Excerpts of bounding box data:
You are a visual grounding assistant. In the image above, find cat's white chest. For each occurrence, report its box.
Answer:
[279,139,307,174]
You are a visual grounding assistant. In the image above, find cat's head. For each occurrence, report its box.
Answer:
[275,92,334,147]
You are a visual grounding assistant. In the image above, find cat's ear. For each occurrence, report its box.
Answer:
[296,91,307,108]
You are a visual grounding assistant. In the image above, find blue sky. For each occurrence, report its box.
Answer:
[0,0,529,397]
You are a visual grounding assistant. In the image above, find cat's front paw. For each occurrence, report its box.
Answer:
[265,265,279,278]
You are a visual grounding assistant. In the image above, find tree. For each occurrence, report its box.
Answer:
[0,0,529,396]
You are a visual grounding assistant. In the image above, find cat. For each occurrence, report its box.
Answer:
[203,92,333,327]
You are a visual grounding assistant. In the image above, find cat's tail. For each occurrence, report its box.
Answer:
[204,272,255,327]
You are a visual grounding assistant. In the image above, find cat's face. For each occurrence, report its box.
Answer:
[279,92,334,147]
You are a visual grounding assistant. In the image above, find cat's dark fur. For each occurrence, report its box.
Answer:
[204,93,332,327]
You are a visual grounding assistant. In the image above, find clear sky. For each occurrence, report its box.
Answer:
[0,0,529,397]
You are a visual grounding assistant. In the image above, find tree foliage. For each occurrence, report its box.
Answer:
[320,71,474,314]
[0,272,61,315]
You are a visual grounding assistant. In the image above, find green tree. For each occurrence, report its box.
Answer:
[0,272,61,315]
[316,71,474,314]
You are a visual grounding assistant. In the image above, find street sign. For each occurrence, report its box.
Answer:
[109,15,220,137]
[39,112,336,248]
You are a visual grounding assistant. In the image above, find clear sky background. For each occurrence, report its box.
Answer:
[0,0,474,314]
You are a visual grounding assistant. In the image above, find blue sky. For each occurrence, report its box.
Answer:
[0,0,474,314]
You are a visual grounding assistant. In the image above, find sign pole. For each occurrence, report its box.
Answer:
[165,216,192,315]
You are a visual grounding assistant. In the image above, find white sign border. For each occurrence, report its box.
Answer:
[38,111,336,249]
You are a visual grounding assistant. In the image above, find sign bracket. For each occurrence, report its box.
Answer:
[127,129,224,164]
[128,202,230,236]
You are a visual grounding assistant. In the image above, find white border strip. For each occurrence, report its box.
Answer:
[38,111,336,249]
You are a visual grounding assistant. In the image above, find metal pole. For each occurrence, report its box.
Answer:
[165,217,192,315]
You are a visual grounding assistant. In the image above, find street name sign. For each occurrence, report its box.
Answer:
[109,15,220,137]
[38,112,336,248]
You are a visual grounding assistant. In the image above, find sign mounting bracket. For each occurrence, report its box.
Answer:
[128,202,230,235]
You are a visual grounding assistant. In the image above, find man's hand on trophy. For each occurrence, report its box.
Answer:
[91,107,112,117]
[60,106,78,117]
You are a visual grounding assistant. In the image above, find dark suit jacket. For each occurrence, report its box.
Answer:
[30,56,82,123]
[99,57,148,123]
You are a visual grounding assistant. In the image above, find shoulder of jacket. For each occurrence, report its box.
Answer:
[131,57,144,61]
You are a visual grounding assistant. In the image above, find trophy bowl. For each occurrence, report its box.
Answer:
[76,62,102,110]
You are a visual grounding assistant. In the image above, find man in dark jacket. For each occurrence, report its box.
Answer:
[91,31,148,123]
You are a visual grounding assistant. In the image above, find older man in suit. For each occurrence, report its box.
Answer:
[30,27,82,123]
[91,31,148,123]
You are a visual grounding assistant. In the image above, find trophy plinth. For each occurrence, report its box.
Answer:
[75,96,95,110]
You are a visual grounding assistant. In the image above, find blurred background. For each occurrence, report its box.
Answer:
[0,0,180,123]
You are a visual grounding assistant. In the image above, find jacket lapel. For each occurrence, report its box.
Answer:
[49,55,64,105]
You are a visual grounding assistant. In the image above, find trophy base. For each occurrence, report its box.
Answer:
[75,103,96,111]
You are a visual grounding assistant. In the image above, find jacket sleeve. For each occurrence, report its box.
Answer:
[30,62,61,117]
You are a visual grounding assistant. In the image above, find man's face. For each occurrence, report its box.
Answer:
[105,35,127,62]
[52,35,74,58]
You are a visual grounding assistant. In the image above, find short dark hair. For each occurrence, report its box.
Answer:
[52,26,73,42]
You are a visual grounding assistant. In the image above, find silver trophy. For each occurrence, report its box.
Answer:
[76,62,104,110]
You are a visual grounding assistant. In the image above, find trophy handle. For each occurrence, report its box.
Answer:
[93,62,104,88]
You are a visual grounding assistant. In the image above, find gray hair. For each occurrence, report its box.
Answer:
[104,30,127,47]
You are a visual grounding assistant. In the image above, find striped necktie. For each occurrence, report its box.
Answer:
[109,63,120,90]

Written instruction - Copy these entries word for word.

Task response -
You are a visual grounding assistant. In the image above, find cat's white chest. For each occurrence, report its box.
Answer:
[279,139,307,174]
You are a visual grounding assistant. In the image above, find cat's head. For each occurrence, report its box.
Answer:
[275,92,334,147]
You are a visual grounding assistant. In the image above, find cat's ear. For each occurrence, report its box.
Answer:
[296,91,307,108]
You are a visual grounding assistant. In the image above, find blue sky. For each occurrence, report its box.
Answer:
[0,0,529,397]
You are a visual grounding assistant. In the image above, find cat's front paw. For each occurrence, report its box.
Answer:
[265,265,279,278]
You are a visual grounding assistant. In the image above, find tree. For each occurrence, report its box.
Answer:
[0,0,529,396]
You are a visual grounding assistant. In the image above, find cat. For each occurrence, report its box.
Answer:
[203,92,333,327]
You are a visual grounding assistant. In the image above, find cat's tail. For each occurrence, report its box.
Answer:
[204,272,255,327]
You are a visual grounding assistant. In the image above, find cat's face. For each occurrence, report its box.
Answer:
[279,92,334,147]
You are a visual grounding assistant. In the image above, find cat's dark fur. For each occurrence, report its box.
Answer:
[204,93,332,327]
You are a visual grounding assistant. In the image above, find clear sky. For each occurrence, report its box.
Answer:
[0,0,529,397]
You are a visual grounding assistant. In the image above, find tree foliage. For each occurrence, report its box.
Answer:
[320,71,474,314]
[0,272,61,315]
You are a visual grounding assistant. In the image above, find green tree. For each occurrence, report its box.
Answer:
[0,272,61,315]
[316,71,474,314]
You are a visual grounding assistant. In the image above, find street sign. For each occurrence, report its box.
Answer:
[109,15,220,137]
[39,112,336,248]
You are a visual grounding assistant. In the image above, find clear sky background. For each occurrence, report its box.
Answer:
[0,0,474,314]
You are a visual grounding assistant. In the image above, find blue sky. For each occurrence, report its box.
Answer:
[0,0,474,314]
You are a visual grounding assistant. In the image above, find sign pole. For each occurrence, report its box.
Answer:
[165,216,192,315]
You are a visual grounding assistant. In the image above, find white sign border. For each occurrence, report its box.
Answer:
[38,111,336,249]
You are a visual grounding assistant. In the image above, find sign bracket. For each occurrence, report its box.
Answer:
[127,129,224,164]
[128,202,230,236]
You are a visual grounding assistant. In the image above, find white border strip. For each occurrence, report its box.
Answer:
[38,111,336,249]
You are a visual grounding assistant. In the image above, find metal pole. For each occurrence, report its box.
Answer:
[165,217,192,315]
You are a visual grounding assistant. In the image above, find street name sign. For each occurrence, report its box.
Answer:
[109,15,220,137]
[38,112,336,248]
You are a visual grounding assistant. In the image above, find sign mounting bracket. For each occurrence, report its box.
Answer:
[128,202,230,235]
You are a visual grounding assistant. In the image above, find man's hand on trophy. For each occurrence, report its box.
Answer:
[91,107,112,117]
[60,106,78,117]
You are a visual grounding assistant. In the image above, find dark suit jacket. For each occurrence, report its box.
Answer:
[30,56,82,123]
[99,57,148,123]
You are a visual grounding assistant. In the image above, find shoulder of jacket. For each occurrence, report its box.
Answer:
[131,57,144,61]
You are a visual grounding assistant. In the image above, find trophy bowl. For each occurrence, report its box.
Answer:
[76,62,102,110]
You are a visual grounding assistant. In the image above, find man in dark jacket. For each occurrence, report its box.
Answer:
[91,31,148,123]
You are a visual grounding assistant. In the image above, find older man in suit. For each occurrence, report its box.
Answer:
[30,27,82,123]
[91,31,148,123]
You are a visual grounding assistant. In the image above, find trophy plinth. For each occurrence, report its box.
Answer:
[75,96,95,110]
You are a visual grounding assistant. In the image above, find blurred background. For each occurrence, report its box.
Answer:
[0,0,180,123]
You are a visual grounding assistant. In the image above, find jacket lapel. For each occurrence, report its box.
Answer:
[49,55,64,105]
You are a visual grounding assistant. In the image above, find trophy base. For each occurrence, report its box.
Answer:
[75,103,96,111]
You are a visual grounding assistant. In the image above, find jacket sleeve. For each occurrence, report its box.
Answer:
[30,62,61,117]
You are a visual grounding assistant. In the image above, find man's face. For each occurrence, report its box.
Answer:
[105,35,127,62]
[52,35,74,58]
You are a visual grounding assistant. In the image above, find short dark hair. For each occurrence, report its box.
Answer:
[52,26,73,42]
You are a visual grounding assistant. In the image above, find silver trophy. For each occurrence, report its box.
Answer:
[76,62,104,110]
You are a visual grounding assistant. In the image above, find trophy handle. For each occurrence, report its box.
Answer:
[93,62,104,88]
You are a visual grounding assistant. In the image above, find gray hair. For each occurrence, report its box.
Answer:
[104,30,127,47]
You are a visual grounding assistant. In the image above, find striped necktie. For each occurrence, report its box.
Answer:
[109,63,120,90]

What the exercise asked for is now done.